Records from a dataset
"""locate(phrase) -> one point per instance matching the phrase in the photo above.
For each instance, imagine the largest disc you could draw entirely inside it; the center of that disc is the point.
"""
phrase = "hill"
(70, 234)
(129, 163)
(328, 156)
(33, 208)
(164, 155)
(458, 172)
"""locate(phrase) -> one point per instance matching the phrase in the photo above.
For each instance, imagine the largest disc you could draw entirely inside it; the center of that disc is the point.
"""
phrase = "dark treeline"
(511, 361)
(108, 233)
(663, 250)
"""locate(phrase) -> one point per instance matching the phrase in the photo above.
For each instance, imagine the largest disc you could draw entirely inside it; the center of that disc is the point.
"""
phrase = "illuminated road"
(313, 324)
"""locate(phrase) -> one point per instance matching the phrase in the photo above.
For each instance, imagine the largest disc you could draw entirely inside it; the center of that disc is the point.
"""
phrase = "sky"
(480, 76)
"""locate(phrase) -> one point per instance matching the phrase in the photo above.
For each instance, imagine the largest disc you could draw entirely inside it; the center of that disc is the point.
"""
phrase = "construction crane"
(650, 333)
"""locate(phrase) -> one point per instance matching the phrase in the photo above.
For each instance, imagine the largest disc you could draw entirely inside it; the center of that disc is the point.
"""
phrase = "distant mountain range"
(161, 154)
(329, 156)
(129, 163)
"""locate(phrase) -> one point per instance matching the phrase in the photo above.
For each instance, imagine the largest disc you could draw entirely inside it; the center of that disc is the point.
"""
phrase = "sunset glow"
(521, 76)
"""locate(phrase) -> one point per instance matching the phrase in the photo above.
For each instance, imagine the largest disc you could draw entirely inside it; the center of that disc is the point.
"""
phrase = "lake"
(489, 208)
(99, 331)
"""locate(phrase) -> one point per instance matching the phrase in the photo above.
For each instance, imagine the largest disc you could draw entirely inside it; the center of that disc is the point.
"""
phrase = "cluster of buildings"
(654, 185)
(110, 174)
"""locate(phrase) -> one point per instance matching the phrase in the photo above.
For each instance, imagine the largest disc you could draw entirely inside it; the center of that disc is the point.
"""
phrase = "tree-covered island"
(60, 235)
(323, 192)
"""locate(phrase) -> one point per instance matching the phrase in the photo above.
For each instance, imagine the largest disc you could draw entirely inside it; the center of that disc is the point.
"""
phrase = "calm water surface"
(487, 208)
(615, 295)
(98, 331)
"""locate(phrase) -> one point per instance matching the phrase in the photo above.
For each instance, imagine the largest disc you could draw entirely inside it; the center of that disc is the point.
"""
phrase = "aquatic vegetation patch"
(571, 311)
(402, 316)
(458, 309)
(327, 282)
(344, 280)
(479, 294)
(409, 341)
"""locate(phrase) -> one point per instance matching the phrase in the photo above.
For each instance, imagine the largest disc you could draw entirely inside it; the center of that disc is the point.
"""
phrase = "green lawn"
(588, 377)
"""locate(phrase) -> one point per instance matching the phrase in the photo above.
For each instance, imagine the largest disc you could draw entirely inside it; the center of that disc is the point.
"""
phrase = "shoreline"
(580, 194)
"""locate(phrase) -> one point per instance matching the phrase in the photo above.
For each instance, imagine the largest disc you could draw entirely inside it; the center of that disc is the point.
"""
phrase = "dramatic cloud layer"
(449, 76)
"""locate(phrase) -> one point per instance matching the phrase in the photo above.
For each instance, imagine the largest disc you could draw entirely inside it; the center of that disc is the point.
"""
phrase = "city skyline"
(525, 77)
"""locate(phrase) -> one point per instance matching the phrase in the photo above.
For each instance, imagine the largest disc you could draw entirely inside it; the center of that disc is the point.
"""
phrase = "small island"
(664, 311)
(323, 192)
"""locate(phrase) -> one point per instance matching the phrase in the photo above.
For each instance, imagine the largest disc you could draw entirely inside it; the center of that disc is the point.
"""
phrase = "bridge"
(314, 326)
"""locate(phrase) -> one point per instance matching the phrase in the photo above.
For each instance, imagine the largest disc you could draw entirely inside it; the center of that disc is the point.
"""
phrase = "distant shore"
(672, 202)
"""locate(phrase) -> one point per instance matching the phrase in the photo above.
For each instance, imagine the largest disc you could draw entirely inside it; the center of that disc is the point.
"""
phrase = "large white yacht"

==

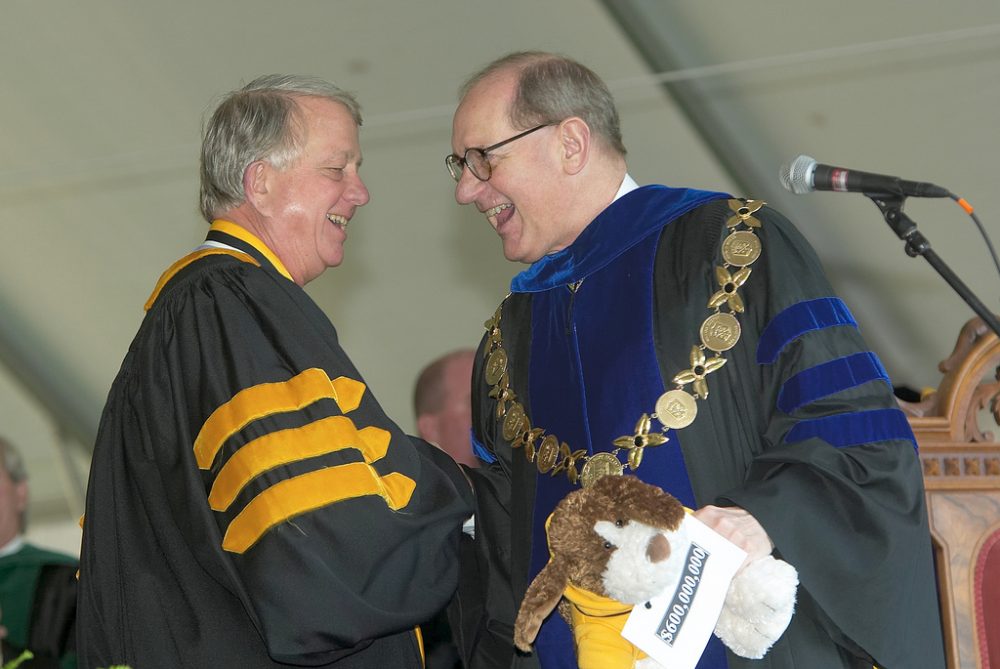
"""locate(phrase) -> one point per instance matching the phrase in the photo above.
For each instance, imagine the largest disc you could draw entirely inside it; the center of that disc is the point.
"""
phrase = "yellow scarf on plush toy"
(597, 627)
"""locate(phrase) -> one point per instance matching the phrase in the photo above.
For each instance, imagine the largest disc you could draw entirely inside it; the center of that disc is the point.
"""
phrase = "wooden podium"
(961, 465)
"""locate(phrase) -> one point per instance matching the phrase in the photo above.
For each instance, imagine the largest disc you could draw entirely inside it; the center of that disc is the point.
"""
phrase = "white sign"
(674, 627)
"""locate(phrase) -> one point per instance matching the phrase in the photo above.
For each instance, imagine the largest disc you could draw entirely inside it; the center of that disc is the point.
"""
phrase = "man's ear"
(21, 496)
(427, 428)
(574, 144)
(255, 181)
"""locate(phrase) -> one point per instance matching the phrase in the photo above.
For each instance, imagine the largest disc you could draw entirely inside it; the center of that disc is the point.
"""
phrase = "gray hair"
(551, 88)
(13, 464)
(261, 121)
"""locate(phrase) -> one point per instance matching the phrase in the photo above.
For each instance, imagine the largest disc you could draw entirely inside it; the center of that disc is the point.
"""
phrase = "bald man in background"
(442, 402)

What needs to be done » Show each line of the records above that contains the string "island". Only matches with the same letter case count.

Complete output »
phrase = "tree-covered island"
phrase = "small island"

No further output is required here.